● **Dataset entries**
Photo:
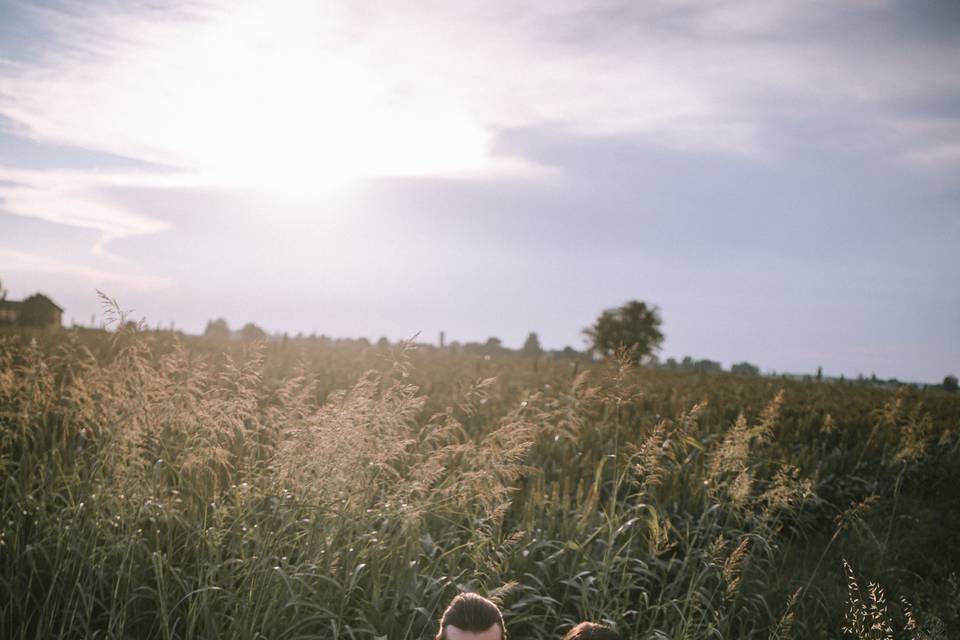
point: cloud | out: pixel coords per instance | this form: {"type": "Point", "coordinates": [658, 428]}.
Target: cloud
{"type": "Point", "coordinates": [77, 198]}
{"type": "Point", "coordinates": [281, 95]}
{"type": "Point", "coordinates": [18, 261]}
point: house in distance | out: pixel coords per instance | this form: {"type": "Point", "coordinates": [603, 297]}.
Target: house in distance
{"type": "Point", "coordinates": [36, 311]}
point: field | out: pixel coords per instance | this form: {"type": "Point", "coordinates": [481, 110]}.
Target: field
{"type": "Point", "coordinates": [157, 486]}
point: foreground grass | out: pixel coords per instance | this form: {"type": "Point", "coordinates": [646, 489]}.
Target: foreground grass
{"type": "Point", "coordinates": [161, 488]}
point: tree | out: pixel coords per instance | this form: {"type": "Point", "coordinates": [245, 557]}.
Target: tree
{"type": "Point", "coordinates": [745, 369]}
{"type": "Point", "coordinates": [217, 330]}
{"type": "Point", "coordinates": [634, 325]}
{"type": "Point", "coordinates": [252, 332]}
{"type": "Point", "coordinates": [950, 383]}
{"type": "Point", "coordinates": [532, 346]}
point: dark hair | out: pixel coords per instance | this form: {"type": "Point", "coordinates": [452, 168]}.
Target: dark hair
{"type": "Point", "coordinates": [591, 631]}
{"type": "Point", "coordinates": [471, 612]}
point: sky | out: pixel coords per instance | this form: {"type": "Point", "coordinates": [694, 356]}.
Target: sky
{"type": "Point", "coordinates": [779, 178]}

● **Exercise goal**
Can you copy the lines above word for word, leaving out the pictures?

● **Response to the exercise**
Photo:
point: cloud | out: pixel coords per instance | this form: {"type": "Point", "coordinates": [658, 428]}.
Target: cloud
{"type": "Point", "coordinates": [77, 198]}
{"type": "Point", "coordinates": [281, 95]}
{"type": "Point", "coordinates": [18, 261]}
point: house in distance | out: pixel coords per instance | this form: {"type": "Point", "coordinates": [603, 297]}.
Target: house in distance
{"type": "Point", "coordinates": [36, 311]}
point: field | out: pixel coords per instance | this form: {"type": "Point", "coordinates": [481, 110]}.
Target: field
{"type": "Point", "coordinates": [157, 486]}
point: foreground grass | out: pixel coords per instance | this form: {"type": "Point", "coordinates": [646, 489]}.
Target: foreground grass
{"type": "Point", "coordinates": [161, 488]}
point: tree | out: pixel coords per instance | this form: {"type": "Point", "coordinates": [245, 557]}.
Target: tree
{"type": "Point", "coordinates": [745, 369]}
{"type": "Point", "coordinates": [217, 330]}
{"type": "Point", "coordinates": [634, 325]}
{"type": "Point", "coordinates": [252, 332]}
{"type": "Point", "coordinates": [950, 383]}
{"type": "Point", "coordinates": [532, 346]}
point: dark hair | out: pixel coords per instance | this form: {"type": "Point", "coordinates": [452, 168]}.
Target: dark hair
{"type": "Point", "coordinates": [591, 631]}
{"type": "Point", "coordinates": [471, 612]}
point: sky | out: pixel coords per instance | this form: {"type": "Point", "coordinates": [694, 356]}.
Target: sky
{"type": "Point", "coordinates": [779, 178]}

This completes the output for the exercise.